━━━ STUDY MATERIAL ━━━
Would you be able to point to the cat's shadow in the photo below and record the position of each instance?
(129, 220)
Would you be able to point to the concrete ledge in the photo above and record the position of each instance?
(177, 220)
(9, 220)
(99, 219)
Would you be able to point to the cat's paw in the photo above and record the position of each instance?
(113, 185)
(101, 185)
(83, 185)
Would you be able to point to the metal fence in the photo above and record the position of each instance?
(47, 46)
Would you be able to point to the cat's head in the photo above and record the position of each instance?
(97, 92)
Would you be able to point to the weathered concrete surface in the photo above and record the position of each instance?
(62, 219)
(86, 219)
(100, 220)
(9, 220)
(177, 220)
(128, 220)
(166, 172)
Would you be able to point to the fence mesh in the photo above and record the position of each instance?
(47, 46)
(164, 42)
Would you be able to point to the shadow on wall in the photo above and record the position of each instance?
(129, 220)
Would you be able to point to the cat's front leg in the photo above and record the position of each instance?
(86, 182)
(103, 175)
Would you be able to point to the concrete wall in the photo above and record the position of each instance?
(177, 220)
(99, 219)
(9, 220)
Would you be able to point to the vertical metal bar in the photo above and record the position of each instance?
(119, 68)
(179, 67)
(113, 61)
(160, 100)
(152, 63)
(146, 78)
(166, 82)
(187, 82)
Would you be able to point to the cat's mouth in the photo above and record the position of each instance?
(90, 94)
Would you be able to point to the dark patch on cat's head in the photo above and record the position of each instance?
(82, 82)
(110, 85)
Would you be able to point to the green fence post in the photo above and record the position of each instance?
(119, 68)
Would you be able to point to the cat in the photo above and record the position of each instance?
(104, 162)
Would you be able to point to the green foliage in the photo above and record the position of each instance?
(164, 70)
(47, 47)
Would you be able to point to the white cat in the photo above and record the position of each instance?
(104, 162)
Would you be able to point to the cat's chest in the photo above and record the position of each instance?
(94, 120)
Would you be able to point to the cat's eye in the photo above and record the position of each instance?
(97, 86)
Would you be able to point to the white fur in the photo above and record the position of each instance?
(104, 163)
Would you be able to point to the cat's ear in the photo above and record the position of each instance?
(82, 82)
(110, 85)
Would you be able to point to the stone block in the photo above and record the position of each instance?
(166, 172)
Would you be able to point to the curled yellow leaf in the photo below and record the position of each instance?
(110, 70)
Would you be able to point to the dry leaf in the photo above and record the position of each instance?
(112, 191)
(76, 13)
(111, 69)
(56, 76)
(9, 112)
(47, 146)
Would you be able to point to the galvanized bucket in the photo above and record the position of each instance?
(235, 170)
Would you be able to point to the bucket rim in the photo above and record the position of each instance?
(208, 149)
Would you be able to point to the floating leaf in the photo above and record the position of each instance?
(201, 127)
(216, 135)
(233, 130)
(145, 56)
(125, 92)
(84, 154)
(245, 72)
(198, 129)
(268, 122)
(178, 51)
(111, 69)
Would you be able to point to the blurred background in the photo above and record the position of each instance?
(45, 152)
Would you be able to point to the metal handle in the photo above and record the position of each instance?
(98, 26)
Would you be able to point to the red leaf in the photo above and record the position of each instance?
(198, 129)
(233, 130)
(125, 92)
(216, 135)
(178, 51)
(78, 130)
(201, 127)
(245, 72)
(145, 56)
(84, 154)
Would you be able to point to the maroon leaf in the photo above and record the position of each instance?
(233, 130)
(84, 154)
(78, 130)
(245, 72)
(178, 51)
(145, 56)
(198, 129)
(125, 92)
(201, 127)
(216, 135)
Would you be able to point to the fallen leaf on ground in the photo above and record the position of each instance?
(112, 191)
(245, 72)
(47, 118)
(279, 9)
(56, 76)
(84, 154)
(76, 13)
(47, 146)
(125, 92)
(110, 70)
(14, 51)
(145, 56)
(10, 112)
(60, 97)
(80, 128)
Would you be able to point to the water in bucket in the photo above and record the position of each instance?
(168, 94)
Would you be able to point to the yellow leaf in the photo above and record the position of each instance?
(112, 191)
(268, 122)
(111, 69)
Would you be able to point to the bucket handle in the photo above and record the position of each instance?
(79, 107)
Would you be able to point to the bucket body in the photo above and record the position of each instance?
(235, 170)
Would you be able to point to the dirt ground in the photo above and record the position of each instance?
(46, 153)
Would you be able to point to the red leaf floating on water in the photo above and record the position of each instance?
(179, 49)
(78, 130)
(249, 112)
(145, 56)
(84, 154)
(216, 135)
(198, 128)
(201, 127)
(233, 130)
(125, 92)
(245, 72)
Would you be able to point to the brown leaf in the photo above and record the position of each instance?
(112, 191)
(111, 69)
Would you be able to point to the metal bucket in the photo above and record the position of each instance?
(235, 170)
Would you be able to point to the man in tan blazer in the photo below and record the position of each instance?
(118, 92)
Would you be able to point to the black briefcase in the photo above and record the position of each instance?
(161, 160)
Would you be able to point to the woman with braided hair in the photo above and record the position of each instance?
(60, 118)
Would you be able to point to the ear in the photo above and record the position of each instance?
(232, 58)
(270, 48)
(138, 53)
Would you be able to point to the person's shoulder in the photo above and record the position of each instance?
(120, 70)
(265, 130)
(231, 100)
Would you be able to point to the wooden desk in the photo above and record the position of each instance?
━━━
> _WHAT IS EXPECTED_:
With the records above in view, retype each one exactly.

> _WRITTEN SOLUTION_:
Would you be able to point to the cat's shadow in the photo below and record the position of each instance?
(129, 220)
Would you be able to point to the concrete ledge in the photo above and record the position of each instance?
(177, 220)
(9, 220)
(99, 219)
Would you be able to point to the cat's paw in the photo above and record the position of each instance?
(113, 185)
(101, 185)
(83, 185)
Would you be able to point to the metal fence in the photo above and record the position of each instance?
(47, 46)
Would you be able to point to the cat's head in the photo above and record the position of each instance?
(97, 92)
Would you be able to point to the weathered concrete surface in the photo above and record the position of each instance?
(62, 219)
(86, 219)
(100, 220)
(9, 220)
(177, 220)
(128, 220)
(166, 172)
Would you be able to point to the fence mesh in the photo above and record the position of each instance?
(47, 46)
(164, 42)
Would you be able to point to the shadow on wall in the photo above and record the position of each instance?
(129, 220)
Would you be able to point to the cat's front leg in the photo above and record the position of each instance?
(86, 182)
(103, 175)
Would you be able to point to the concrete wall in the photo above and record the position of each instance?
(177, 220)
(99, 219)
(9, 220)
Would you be able to point to the vertical metal bar in the photo above and record the position of each instance?
(119, 68)
(179, 67)
(113, 61)
(160, 100)
(152, 63)
(146, 78)
(166, 82)
(187, 82)
Would you be able to point to the cat's mouth in the photo above and record the position of each instance?
(90, 94)
Would you be able to point to the dark patch on cat's head in the photo above and record the position of each instance?
(82, 82)
(110, 85)
Would you be able to point to the green fence post in the photo above and record the position of each instance?
(119, 68)
Would you be able to point to the cat in the photo above and record the position of each instance?
(104, 162)
Would you be able to point to the green foliage in the photo above and record the position of each instance?
(164, 70)
(47, 47)
Would you be able to point to the white cat in the photo above and record the position of each instance?
(104, 162)
Would you be able to point to the cat's chest in the photo above and record the position of each instance?
(94, 120)
Would you be able to point to the cat's eye in the photo above and record the position of each instance?
(97, 86)
Would you be able to point to the white fur in the photo above and record the position of each instance?
(104, 163)
Would you be able to point to the cat's ear in the photo above and record the position of each instance?
(82, 82)
(110, 85)
Would you be able to point to the stone block in the photo above and record the position of each instance?
(166, 172)
Would you be able to point to the curled yellow leaf in the photo below and record the position of each instance?
(110, 70)
Would you be able to point to the dry leaf in the photo above and record the position of each instance?
(112, 191)
(76, 13)
(111, 69)
(56, 76)
(9, 112)
(47, 146)
Would you be able to point to the galvanized bucket in the photo above and record the position of each instance?
(235, 170)
Would you be able to point to the bucket rim in the photo above and record the position of each instance?
(208, 149)
Would you be able to point to the floating leaf in the photo above and record the position of each instance?
(201, 127)
(216, 135)
(233, 130)
(145, 56)
(125, 92)
(84, 154)
(245, 72)
(198, 129)
(268, 122)
(178, 51)
(111, 69)
Would you be able to point to the blurred background in the photo above and record the position of each instance?
(45, 152)
Would you be able to point to the metal handle in the photo above and record the position of each instance?
(98, 26)
Would you be able to point to the red leaf in the photo above and record the position of each instance?
(198, 129)
(233, 130)
(125, 92)
(216, 135)
(178, 51)
(78, 130)
(201, 127)
(245, 72)
(145, 56)
(84, 154)
Would you be able to point to the maroon leaf in the photo above and record the position of each instance?
(233, 130)
(84, 154)
(78, 130)
(245, 72)
(178, 51)
(145, 56)
(198, 129)
(125, 92)
(201, 127)
(216, 135)
Would you be able to point to the fallen leaf on ground in the photo above and record the position of each instance?
(112, 191)
(245, 72)
(47, 118)
(279, 9)
(56, 76)
(84, 154)
(76, 13)
(47, 146)
(125, 92)
(110, 70)
(14, 51)
(145, 56)
(10, 112)
(60, 97)
(80, 128)
Would you be able to point to the water in bucket in the photo above and record the position of each instance?
(168, 94)
Would you be able to point to the yellow leaf in the photo above and record the position of each instance?
(112, 191)
(268, 122)
(111, 69)
Would you be able to point to the bucket handle in the photo above and record the position of each instance?
(79, 107)
Would you be able to point to the bucket body in the photo above and record the position of each instance?
(235, 170)
Would you be able to point to the dirt ground in the photo above and record the position of each instance?
(46, 153)
Would you be able to point to the red leaf floating on water in the photo above and record the position of each instance?
(179, 49)
(78, 130)
(249, 112)
(145, 56)
(84, 154)
(216, 135)
(198, 128)
(201, 127)
(233, 130)
(125, 92)
(245, 72)
Would you be able to point to the brown leaf in the photo above and record the position of each instance?
(112, 191)
(111, 69)
Would you be able to point to the metal bucket in the photo above and record the position of each instance?
(235, 170)
Would you be able to point to the man in tan blazer in the photo below and record the position of each instance?
(118, 92)
Would you be able to point to the black briefcase in the photo above and record the position of each instance?
(161, 160)
Would you be able to point to the woman with braided hair in the photo above and record the position of each instance?
(60, 118)
Would you be able to point to the ear in the photo above and record the position of each instance?
(232, 58)
(270, 48)
(138, 53)
Would you be able to point to the person's shoulder in the photo above and record the position of each instance?
(120, 70)
(265, 130)
(231, 100)
Would you be able to point to the wooden desk in the photo above and record the position of each instance?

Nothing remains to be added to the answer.